#### [Exercise task]
Transcribe the listing word for word.

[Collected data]
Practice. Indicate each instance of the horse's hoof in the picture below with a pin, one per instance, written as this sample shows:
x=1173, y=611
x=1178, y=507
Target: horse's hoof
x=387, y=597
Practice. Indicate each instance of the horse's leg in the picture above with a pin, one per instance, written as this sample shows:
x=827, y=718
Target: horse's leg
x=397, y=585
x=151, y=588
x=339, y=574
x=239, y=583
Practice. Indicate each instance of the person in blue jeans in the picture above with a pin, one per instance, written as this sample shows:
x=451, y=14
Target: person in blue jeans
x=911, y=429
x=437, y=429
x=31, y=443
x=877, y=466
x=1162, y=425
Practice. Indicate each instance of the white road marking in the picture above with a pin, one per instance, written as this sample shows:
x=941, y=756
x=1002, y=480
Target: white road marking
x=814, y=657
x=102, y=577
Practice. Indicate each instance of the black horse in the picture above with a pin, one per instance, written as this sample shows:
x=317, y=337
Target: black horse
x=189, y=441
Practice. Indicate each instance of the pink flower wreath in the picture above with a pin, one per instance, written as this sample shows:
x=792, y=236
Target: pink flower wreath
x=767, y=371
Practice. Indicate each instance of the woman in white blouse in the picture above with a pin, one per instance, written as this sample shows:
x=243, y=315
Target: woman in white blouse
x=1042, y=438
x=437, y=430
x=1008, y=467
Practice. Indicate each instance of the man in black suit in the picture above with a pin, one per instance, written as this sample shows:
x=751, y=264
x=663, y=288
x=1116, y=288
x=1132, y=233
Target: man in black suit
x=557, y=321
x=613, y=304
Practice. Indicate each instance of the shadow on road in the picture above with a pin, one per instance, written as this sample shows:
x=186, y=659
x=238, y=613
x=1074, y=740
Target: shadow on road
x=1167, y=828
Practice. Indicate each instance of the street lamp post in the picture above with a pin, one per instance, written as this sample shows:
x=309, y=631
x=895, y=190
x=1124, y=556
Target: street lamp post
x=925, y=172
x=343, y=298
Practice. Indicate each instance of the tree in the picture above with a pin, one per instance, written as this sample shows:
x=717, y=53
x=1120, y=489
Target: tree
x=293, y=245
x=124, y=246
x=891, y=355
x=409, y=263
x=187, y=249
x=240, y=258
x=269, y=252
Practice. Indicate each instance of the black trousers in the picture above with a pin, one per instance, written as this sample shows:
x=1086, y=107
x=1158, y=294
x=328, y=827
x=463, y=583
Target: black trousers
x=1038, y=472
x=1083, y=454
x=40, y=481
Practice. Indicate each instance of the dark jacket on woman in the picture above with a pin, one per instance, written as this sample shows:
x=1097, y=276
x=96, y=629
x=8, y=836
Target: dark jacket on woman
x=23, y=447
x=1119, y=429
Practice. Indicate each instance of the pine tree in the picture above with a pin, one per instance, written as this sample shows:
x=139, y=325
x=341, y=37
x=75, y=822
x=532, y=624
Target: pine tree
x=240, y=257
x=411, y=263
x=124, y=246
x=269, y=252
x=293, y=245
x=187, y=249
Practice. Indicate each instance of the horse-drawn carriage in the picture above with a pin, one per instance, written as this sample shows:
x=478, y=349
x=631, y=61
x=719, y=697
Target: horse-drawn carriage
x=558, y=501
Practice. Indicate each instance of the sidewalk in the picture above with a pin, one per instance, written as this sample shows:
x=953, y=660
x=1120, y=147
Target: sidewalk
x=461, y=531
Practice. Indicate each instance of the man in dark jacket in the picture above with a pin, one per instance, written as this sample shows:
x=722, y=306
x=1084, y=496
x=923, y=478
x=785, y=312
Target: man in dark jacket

#### [Exercise output]
Practice. Indicate each instance of the horse's hoof in the picture below with a pin, one per instance, written as this sample shows:
x=1173, y=611
x=1178, y=507
Target: horse's hoof
x=387, y=597
Practice. Indicate each instance of the horse's leg in the picture above with a pin, one per instance, written as this sample shows:
x=827, y=718
Target: horse's leg
x=397, y=585
x=151, y=588
x=339, y=574
x=239, y=583
Practice. Indicate each instance of the person in blue jeans in the picture above with a pin, one per instance, written as this sample shows:
x=451, y=14
Target: person in blue jeans
x=911, y=429
x=437, y=429
x=31, y=443
x=877, y=466
x=1162, y=425
Practice. Indicate each instance of the white road marking in the picture above with a pin, one per instance, written as this sample shows:
x=941, y=756
x=1002, y=480
Target: white road marking
x=814, y=657
x=102, y=577
Practice. Indicate each instance of the black horse in the picture above with a pin, one per instance, written as this sample shows:
x=317, y=337
Target: black horse
x=189, y=441
Practice. Indicate each instance of the pink flower wreath in the picture above with a pin, one per instance, written as this sample shows:
x=792, y=236
Target: pink flower wreath
x=767, y=371
Practice. Indicate each instance of the woman in white blouse in the picture above with a pin, one per instance, written as this sample shows:
x=243, y=315
Target: woman in white blouse
x=1042, y=438
x=437, y=430
x=1008, y=467
Practice. Indicate each instance of the man in black suit in the picture above with a pin, one per instance, written as this sample shows:
x=751, y=264
x=663, y=288
x=1116, y=288
x=1132, y=233
Target: man in black suit
x=557, y=321
x=613, y=304
Practice. Indicate each instance of the shadow on road in the picture above with a pin, one per instance, written as this sample shows:
x=186, y=659
x=238, y=613
x=1074, y=740
Target: shadow on road
x=1167, y=828
Practice. Indicate each instance of the street lamp post in the picture above with a pin, one per instance, written as this sample shows:
x=309, y=631
x=895, y=190
x=1124, y=556
Target: street lamp post
x=925, y=172
x=343, y=298
Practice. Indicate each instance of the tree in the picture above with a pin, one per instance, written as this sample shows:
x=717, y=53
x=1120, y=489
Target: tree
x=293, y=245
x=124, y=246
x=891, y=355
x=409, y=263
x=187, y=249
x=240, y=258
x=269, y=252
Practice. Indicate each instance of the black trousers in the picture above with a pin, one per instance, written as this sample shows:
x=1086, y=107
x=1158, y=294
x=328, y=827
x=463, y=583
Target: black trousers
x=1038, y=472
x=1083, y=454
x=40, y=481
Practice. Indicate each instance of the dark jacket on woman in the picture above with a pin, one per instance, written as this sample shows:
x=1097, y=276
x=96, y=629
x=8, y=836
Target: dark jacket on woman
x=23, y=447
x=1119, y=429
Practice. Indicate each instance of the pine tree in the picture above with a pin, one per instance, written as this sample shows:
x=139, y=325
x=341, y=37
x=75, y=822
x=532, y=624
Target: pine tree
x=240, y=257
x=411, y=263
x=124, y=246
x=269, y=252
x=293, y=245
x=187, y=249
Practice. Indicate each instance of the horse-drawn carriage in the picture above with a pin, one per instance, written as this sample shows:
x=478, y=349
x=631, y=61
x=719, y=697
Target: horse-drawn carriage
x=558, y=501
Practice. Indicate each instance of the sidewalk in the picture above with a pin, one per instance, written as this sample shows:
x=953, y=660
x=1120, y=147
Target: sidewalk
x=461, y=531
Practice. Indicate each instance of the man in dark jacket in the picture above with a pin, one per instance, written as this sample shows:
x=722, y=306
x=1084, y=496
x=923, y=478
x=785, y=312
Target: man in dark jacket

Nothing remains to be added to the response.